Supplied information:

####################

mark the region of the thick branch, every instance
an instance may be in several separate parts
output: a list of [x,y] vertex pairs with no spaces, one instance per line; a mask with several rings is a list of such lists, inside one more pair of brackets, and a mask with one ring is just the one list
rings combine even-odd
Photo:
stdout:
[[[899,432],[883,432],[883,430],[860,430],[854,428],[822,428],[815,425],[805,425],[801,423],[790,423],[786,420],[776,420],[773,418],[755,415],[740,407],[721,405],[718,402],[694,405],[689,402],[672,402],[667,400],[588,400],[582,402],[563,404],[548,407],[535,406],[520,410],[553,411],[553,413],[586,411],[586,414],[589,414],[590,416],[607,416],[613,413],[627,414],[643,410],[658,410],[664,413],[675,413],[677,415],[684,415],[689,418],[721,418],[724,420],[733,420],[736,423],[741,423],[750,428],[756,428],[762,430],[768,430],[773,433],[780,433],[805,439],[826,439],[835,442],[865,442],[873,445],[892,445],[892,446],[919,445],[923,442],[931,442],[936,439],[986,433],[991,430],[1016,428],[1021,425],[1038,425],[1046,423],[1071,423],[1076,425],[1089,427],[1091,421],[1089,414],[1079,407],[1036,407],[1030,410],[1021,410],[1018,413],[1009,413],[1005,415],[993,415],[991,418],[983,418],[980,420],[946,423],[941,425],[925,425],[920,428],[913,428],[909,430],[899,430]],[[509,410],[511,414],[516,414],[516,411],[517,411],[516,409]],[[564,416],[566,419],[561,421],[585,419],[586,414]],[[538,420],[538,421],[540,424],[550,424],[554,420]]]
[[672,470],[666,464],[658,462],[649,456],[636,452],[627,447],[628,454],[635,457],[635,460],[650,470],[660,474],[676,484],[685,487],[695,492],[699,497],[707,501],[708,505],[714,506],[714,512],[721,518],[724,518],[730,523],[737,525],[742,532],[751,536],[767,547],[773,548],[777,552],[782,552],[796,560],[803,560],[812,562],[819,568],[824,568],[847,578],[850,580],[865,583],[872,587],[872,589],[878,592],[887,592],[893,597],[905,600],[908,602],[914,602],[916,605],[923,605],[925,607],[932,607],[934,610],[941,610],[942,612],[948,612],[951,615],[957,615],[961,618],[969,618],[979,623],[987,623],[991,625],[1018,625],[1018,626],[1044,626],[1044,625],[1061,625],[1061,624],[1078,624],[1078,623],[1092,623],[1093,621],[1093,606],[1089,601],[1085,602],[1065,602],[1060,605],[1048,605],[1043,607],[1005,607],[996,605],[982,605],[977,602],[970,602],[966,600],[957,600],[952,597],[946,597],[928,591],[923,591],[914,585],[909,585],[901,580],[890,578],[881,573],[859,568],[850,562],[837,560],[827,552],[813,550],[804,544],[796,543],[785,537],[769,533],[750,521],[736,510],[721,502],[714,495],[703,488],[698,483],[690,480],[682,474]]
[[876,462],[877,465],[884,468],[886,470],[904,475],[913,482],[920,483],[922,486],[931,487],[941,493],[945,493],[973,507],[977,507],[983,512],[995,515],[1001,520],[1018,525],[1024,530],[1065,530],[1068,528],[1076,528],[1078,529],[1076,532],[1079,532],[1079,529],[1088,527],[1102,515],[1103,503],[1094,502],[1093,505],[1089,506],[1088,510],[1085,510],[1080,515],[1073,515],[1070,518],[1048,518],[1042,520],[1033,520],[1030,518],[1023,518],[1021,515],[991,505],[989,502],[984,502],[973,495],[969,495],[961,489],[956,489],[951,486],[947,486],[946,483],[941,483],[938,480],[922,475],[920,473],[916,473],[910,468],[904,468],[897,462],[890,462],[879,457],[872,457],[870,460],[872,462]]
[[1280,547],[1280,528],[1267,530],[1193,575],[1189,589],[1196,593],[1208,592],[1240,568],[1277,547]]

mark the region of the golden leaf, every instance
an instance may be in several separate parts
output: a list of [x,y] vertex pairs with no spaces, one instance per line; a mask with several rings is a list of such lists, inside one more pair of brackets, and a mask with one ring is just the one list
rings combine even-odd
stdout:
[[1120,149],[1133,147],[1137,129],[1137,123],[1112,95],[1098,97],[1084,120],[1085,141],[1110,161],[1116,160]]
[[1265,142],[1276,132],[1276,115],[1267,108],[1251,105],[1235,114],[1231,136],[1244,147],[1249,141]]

####################

Objective: Rewrite the stretch from the line containing "mark the region of the golden" through the end of the entries, replacing "golden leaf" with "yellow leaf" and leaving everything else unchanged.

Answer to the task:
mark the region of the yellow leaf, every instance
an instance may be in several separate parts
output: a list of [x,y] vertex pairs with no spaces, one instance per line; a mask with several rings is a list of such lists, inside one more pair of brackets, and a mask with one ring is just the one list
rings combine even-odd
stdout:
[[1120,149],[1133,147],[1137,129],[1137,123],[1112,95],[1098,97],[1084,120],[1085,141],[1110,161],[1116,160]]
[[1265,142],[1276,132],[1276,115],[1267,108],[1251,105],[1235,114],[1231,136],[1244,147],[1249,141]]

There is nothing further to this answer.